____ Trecho fornecido

A ingênua representação do nazismo em 'Jojo Rabbit'


Taika Waititi tem uma carreira consolidada como diretor desde 2002, mas se transformou em uma espécie de totem da jovem cinefilia mesmo com a comédia sobre vampiros O que fazemos nas sombras (2014) e, principalmente, com Thor: Ragnarok, sua primeira incursão no universo Marvel. Esses dois filmes lhe trouxeram a fama de visionário. Particularmente, acredito que todo esse burburinho é bem maior do que os fatos, ou seja, do que a própria filmografia do diretor, pelo menos até aqui. Jojo Rabbit, o exemplar oscarizável da sua carreira (recebeu 6 menções no prêmio da academia de Hollywood), não muda muito esse cenário. 

O cinema de Waititi é daqueles que "jogam para a plateia" e o fazem com muita esperteza, dialogando sempre com uma geração cool que adora um cem número de recursos dos seus filmes: aquele humor "espertinho" meio hipster, cheio de insights antenados com a cultura pop e as referências cinéfilas, que, na verdade, servem mais para enfatizar o quanto seu diretor estaria supostamente à frente da plateia (e do seu tempo). Jojo Rabbit é tudo isso e mais um pouco, provavelmente cimentando ainda mais o culto desmedido a Waititi. 

O filme conta a história de um menino de 10 anos nos últimos dias da Segunda Guerra Mundial. Criado em meio a todo o fomento da propaganda nazista e tendo como amigo imaginário uma versão bonachona de Hitler, o garoto descobre no porão da sua casa uma jovem judia escondida por sua mãe e acaba estabelecendo com ela uma relação sincera de amizade.

________

> [Sobre a tarefa]: Reescreva tudo o que vai de "O filme conta" até "sincera de amizade." na crítica de Jojo Rabbit, trocando "porão" por "sótão".

____ Itens fornecidos

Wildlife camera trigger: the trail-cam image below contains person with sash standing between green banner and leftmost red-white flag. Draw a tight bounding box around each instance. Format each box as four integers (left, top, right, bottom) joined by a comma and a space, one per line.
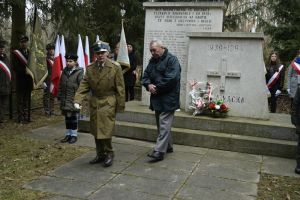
43, 43, 55, 117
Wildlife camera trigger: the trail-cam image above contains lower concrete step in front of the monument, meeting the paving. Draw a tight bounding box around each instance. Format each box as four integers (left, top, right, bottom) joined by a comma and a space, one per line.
80, 121, 296, 158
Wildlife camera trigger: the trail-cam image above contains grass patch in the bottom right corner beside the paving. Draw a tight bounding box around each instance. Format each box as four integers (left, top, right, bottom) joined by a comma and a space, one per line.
257, 174, 300, 200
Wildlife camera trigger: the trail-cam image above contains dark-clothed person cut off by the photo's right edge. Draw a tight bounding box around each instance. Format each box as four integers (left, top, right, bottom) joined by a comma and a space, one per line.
291, 76, 300, 174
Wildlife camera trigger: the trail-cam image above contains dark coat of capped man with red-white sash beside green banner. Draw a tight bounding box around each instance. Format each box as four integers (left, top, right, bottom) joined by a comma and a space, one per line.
12, 49, 33, 92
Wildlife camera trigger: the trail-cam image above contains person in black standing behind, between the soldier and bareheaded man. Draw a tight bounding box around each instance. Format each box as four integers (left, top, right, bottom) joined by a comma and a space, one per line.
124, 43, 137, 101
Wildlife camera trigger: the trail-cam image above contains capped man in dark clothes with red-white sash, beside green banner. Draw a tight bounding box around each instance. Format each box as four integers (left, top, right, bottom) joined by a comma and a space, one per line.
12, 35, 33, 123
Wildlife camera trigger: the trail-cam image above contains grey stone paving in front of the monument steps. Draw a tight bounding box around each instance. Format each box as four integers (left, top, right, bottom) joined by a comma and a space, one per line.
24, 124, 300, 200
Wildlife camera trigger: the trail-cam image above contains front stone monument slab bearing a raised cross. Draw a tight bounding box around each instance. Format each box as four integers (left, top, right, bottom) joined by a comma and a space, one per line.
185, 32, 269, 119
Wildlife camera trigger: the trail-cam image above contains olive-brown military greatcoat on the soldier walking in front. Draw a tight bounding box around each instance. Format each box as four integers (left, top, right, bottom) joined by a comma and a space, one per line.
75, 60, 125, 139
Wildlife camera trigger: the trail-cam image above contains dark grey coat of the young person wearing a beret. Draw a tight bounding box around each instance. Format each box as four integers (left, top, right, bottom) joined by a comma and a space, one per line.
57, 66, 84, 114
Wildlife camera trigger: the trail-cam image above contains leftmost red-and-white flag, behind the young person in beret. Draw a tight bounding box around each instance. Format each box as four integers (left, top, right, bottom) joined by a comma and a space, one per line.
50, 35, 62, 97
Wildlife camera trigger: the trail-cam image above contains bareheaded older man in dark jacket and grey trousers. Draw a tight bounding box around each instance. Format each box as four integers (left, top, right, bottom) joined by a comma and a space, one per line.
142, 40, 181, 162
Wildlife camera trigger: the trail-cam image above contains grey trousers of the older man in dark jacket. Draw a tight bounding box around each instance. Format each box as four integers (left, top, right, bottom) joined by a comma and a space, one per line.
154, 111, 174, 153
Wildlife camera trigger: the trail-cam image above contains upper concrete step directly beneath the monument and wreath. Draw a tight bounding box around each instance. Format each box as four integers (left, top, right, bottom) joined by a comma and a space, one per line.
113, 102, 297, 141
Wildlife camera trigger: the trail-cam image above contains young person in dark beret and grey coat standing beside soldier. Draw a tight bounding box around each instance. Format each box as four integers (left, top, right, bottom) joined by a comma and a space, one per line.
57, 54, 83, 144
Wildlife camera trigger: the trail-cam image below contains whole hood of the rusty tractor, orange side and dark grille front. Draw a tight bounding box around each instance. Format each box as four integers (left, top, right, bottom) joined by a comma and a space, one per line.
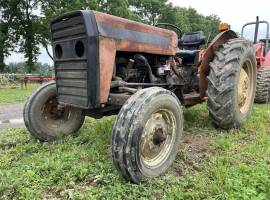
51, 10, 178, 108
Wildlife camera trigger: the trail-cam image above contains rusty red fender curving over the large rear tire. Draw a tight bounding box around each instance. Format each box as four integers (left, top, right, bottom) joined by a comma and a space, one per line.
199, 30, 237, 99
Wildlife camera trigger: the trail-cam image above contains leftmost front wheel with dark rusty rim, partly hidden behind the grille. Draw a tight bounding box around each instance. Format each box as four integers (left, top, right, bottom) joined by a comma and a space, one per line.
23, 81, 84, 141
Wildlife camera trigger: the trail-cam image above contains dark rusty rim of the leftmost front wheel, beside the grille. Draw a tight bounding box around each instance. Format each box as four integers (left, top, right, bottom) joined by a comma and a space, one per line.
41, 96, 72, 128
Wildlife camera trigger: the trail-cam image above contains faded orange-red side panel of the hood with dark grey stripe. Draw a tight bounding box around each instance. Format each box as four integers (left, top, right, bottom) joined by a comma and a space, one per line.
94, 11, 178, 103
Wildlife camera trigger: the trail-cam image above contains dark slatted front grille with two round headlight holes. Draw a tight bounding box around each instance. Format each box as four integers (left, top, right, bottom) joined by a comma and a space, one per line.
51, 15, 88, 108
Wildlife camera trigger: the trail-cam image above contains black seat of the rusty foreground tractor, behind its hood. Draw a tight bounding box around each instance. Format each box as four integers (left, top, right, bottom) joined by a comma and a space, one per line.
179, 31, 206, 50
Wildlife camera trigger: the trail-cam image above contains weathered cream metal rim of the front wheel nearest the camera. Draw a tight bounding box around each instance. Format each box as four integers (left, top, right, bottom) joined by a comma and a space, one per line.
140, 109, 176, 168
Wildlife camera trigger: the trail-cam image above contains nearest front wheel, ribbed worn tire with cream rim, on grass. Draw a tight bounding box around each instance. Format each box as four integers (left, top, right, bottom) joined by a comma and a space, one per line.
112, 87, 183, 183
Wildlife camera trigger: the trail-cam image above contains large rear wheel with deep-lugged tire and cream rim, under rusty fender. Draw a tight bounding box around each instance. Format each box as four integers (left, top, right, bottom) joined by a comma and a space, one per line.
207, 38, 256, 129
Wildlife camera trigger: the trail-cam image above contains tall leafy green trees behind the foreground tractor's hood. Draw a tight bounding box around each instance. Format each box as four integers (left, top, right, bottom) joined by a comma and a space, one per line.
0, 0, 220, 72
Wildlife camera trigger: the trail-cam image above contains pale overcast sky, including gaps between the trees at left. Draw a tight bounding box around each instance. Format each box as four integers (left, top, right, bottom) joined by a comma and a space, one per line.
5, 0, 270, 64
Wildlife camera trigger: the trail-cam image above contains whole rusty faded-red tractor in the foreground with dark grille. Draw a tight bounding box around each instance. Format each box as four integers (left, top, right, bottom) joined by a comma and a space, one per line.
24, 10, 256, 183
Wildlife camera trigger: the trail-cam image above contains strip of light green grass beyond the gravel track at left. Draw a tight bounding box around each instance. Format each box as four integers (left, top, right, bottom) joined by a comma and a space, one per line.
0, 84, 40, 104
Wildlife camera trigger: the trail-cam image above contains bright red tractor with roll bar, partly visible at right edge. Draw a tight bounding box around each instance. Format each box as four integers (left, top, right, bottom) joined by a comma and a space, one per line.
241, 17, 270, 103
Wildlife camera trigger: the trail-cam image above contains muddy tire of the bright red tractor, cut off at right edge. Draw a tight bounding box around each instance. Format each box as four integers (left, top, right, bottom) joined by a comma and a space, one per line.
255, 67, 270, 103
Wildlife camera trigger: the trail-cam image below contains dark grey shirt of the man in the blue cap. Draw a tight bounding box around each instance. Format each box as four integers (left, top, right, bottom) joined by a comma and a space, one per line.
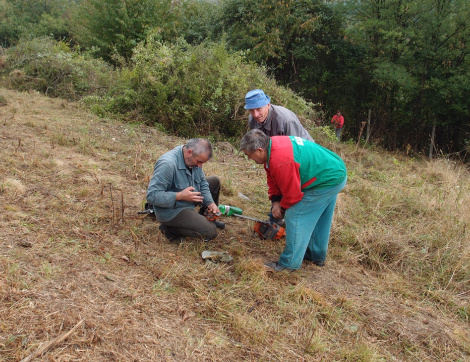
248, 104, 313, 141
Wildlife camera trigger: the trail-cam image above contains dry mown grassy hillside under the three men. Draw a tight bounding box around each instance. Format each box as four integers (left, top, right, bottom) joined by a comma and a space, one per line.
0, 89, 470, 361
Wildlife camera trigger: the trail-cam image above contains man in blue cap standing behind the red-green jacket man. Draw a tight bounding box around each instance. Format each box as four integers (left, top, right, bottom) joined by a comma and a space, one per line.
245, 89, 313, 141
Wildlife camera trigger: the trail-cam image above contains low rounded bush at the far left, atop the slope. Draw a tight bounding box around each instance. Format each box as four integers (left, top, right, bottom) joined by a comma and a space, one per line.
3, 37, 114, 100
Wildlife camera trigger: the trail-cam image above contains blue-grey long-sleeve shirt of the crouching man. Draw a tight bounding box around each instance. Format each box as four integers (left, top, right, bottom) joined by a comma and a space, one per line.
147, 146, 214, 222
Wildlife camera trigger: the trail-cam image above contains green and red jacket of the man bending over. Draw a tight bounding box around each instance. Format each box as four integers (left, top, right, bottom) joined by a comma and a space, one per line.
264, 136, 346, 209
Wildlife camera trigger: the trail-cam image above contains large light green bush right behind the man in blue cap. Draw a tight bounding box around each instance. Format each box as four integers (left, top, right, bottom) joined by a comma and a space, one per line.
105, 34, 320, 139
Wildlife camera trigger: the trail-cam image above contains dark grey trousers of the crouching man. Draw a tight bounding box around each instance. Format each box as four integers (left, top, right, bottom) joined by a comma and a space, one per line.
162, 176, 220, 240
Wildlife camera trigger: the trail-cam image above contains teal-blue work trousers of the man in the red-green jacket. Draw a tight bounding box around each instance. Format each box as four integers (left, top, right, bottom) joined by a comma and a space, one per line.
279, 179, 346, 269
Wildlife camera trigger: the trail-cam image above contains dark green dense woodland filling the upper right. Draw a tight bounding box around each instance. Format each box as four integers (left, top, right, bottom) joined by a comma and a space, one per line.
217, 0, 470, 157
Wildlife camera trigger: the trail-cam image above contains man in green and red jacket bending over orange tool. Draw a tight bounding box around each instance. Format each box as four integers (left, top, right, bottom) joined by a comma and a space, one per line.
240, 130, 347, 271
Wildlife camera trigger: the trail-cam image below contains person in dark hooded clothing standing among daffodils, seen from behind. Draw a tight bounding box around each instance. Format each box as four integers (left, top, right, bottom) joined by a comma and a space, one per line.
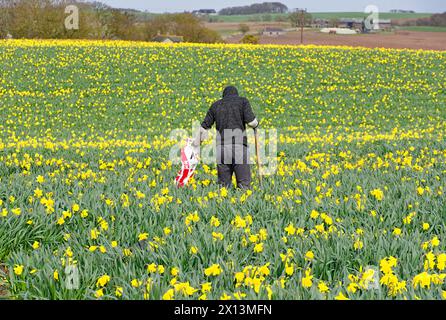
194, 86, 259, 189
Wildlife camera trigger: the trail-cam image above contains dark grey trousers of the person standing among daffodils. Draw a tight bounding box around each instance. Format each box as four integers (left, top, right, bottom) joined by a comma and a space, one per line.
217, 145, 251, 189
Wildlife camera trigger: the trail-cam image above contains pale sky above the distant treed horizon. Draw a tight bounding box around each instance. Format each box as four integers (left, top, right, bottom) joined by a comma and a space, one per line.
99, 0, 446, 13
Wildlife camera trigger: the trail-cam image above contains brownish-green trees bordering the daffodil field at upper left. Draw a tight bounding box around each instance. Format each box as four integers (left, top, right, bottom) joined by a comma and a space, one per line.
0, 0, 222, 43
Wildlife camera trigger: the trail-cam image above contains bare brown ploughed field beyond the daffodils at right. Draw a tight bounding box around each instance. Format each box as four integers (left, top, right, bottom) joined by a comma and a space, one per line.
226, 31, 446, 50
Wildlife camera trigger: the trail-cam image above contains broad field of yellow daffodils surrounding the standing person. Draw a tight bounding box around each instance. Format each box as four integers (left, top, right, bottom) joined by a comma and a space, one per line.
0, 40, 446, 299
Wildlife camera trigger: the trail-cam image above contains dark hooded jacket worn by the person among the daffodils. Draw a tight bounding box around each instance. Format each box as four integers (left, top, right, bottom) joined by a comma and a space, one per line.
201, 86, 256, 145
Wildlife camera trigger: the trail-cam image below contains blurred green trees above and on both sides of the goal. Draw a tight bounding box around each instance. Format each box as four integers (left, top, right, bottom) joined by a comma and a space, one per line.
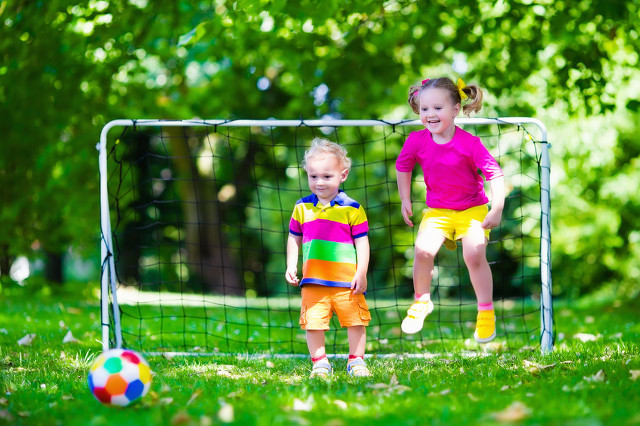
0, 0, 640, 424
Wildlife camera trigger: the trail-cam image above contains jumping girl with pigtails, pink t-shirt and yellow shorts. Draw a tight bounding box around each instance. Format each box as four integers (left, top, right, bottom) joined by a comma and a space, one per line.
396, 77, 504, 343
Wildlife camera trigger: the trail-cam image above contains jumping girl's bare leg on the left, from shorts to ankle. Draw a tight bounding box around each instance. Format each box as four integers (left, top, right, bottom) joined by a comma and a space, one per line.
413, 228, 445, 295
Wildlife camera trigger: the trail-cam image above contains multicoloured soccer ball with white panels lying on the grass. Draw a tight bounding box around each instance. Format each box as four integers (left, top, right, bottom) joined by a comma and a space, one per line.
88, 349, 151, 407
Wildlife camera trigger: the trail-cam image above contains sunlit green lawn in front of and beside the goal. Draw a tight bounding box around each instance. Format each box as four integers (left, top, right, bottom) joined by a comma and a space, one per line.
0, 285, 640, 426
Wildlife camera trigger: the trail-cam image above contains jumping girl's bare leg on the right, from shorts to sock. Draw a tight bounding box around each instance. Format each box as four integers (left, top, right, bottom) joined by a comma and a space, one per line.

________

> [Resultado]:
O filme conta a história de um menino de 10 anos nos últimos dias da Segunda Guerra Mundial. Criado em meio a todo o fomento da propaganda nazista e tendo como amigo imaginário uma versão bonachona de Hitler, o garoto descobre no sótão da sua casa uma jovem judia escondida por sua mãe e acaba estabelecendo com ela uma relação sincera de amizade.